Nothing but the lines from the line with "of the oven" through the end of the data is to be copied, and each is to be copied exactly.
* begin DATASET *
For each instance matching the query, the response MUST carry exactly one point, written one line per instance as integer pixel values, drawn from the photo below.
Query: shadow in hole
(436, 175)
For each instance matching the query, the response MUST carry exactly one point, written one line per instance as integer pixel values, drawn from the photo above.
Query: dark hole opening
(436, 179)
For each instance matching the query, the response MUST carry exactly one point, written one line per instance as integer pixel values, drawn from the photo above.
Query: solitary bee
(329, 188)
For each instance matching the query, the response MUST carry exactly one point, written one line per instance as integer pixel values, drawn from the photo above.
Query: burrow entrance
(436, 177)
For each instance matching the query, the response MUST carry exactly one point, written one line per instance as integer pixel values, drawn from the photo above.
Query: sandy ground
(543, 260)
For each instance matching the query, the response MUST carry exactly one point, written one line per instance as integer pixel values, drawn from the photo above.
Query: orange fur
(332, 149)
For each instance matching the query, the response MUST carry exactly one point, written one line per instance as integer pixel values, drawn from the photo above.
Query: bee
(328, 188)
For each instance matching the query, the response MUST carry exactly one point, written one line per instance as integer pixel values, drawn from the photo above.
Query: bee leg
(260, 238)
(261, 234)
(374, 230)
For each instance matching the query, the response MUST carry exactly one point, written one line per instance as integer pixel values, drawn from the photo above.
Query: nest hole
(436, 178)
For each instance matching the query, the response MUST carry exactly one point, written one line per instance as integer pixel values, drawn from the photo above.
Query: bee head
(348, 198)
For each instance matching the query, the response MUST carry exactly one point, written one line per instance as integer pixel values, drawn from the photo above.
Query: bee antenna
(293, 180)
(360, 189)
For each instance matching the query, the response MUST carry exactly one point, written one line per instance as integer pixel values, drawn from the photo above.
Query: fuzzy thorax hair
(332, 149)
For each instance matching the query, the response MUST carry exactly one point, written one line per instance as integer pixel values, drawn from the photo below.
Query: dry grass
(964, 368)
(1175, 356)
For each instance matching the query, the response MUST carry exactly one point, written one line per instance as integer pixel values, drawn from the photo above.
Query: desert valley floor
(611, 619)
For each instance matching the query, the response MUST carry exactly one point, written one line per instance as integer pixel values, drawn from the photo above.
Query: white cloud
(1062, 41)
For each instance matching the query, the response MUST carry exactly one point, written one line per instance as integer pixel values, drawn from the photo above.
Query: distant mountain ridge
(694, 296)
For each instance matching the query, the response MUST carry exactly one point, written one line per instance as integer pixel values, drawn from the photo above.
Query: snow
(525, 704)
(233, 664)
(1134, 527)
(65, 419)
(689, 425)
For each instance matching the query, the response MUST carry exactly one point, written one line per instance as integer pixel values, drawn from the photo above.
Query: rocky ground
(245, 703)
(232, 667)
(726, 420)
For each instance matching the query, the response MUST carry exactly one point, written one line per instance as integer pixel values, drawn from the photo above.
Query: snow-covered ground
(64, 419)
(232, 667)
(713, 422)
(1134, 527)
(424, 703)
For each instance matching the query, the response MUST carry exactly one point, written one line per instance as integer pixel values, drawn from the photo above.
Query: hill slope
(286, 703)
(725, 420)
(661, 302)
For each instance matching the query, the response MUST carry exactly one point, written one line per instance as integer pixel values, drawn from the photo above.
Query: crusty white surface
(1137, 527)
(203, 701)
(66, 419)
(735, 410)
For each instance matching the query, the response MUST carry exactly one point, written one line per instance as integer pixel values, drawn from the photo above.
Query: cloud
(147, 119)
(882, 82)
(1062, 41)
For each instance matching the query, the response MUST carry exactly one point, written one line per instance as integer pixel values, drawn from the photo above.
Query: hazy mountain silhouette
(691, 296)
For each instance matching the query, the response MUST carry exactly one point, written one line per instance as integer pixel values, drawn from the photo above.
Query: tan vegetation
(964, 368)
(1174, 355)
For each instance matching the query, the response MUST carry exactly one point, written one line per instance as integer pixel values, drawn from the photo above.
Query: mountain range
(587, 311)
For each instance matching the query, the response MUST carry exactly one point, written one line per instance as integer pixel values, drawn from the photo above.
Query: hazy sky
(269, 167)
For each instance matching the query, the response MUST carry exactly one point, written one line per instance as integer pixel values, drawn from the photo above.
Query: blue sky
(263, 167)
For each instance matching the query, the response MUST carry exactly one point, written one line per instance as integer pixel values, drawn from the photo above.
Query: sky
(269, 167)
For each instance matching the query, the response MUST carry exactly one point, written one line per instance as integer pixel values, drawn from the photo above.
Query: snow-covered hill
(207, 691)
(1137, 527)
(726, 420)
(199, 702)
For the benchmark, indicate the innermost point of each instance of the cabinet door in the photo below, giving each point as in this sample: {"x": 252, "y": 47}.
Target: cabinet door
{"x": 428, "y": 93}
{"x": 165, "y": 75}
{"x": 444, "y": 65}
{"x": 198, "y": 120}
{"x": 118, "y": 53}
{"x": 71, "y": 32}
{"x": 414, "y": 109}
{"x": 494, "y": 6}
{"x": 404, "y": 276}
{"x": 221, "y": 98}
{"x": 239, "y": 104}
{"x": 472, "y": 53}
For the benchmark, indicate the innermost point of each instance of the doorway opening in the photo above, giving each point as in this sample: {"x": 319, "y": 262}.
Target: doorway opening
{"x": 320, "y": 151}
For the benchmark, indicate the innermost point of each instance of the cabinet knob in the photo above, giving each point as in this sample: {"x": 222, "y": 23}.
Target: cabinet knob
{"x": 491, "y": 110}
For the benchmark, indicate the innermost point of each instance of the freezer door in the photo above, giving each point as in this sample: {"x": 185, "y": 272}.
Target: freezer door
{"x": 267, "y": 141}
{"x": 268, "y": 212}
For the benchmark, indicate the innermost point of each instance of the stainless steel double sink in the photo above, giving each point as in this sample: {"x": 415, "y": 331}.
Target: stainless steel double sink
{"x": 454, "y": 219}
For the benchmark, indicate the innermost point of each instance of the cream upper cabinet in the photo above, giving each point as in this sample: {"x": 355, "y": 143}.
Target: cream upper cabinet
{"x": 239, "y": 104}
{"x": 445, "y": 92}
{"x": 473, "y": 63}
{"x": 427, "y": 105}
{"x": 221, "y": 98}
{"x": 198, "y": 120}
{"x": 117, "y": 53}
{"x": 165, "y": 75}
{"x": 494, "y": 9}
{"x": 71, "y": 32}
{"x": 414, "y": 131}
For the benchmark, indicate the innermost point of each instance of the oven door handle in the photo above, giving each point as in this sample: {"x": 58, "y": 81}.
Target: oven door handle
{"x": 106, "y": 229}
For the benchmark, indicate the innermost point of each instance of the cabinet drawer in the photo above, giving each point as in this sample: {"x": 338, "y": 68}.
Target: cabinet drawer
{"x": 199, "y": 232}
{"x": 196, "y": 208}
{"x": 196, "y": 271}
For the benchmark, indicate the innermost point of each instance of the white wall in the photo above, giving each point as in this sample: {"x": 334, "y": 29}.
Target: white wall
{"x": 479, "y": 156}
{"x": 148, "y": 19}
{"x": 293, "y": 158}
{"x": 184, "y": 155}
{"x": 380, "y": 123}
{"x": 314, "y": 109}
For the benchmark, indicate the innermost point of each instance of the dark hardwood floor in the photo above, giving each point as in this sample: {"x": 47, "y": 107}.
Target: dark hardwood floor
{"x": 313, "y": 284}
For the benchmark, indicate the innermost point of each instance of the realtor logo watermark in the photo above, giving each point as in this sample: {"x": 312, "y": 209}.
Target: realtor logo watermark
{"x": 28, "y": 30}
* end DATASET *
SOLUTION FOR THIS PROBLEM >>
For the benchmark, indicate the innermost point of each instance of the oven door handle in the photo above, giving each point as in this sample: {"x": 58, "y": 81}.
Target: oven door handle
{"x": 106, "y": 229}
For the benchmark, indicate the innermost point of each instance of the cabinet drawer in the photo above, giving each point as in this sample: {"x": 338, "y": 68}.
Target: cabinet drawer
{"x": 199, "y": 232}
{"x": 196, "y": 208}
{"x": 196, "y": 271}
For the benchmark, indicate the innermost point of each instance of the white wall in the photo above, giving each point as in this sample: {"x": 334, "y": 29}.
Target: white wall
{"x": 479, "y": 156}
{"x": 148, "y": 19}
{"x": 293, "y": 158}
{"x": 184, "y": 155}
{"x": 380, "y": 123}
{"x": 314, "y": 109}
For the benchmark, indicate the innermost point of each instance of the dark hardwood floor in the photo above, giving each point as in this sample: {"x": 47, "y": 107}.
Target: dark hardwood floor
{"x": 313, "y": 284}
For the benchmark, indicate the innermost point of each instance of the realtor logo watermark in the photo above, giving each point as in this sample: {"x": 312, "y": 209}.
Target: realtor logo watermark
{"x": 28, "y": 30}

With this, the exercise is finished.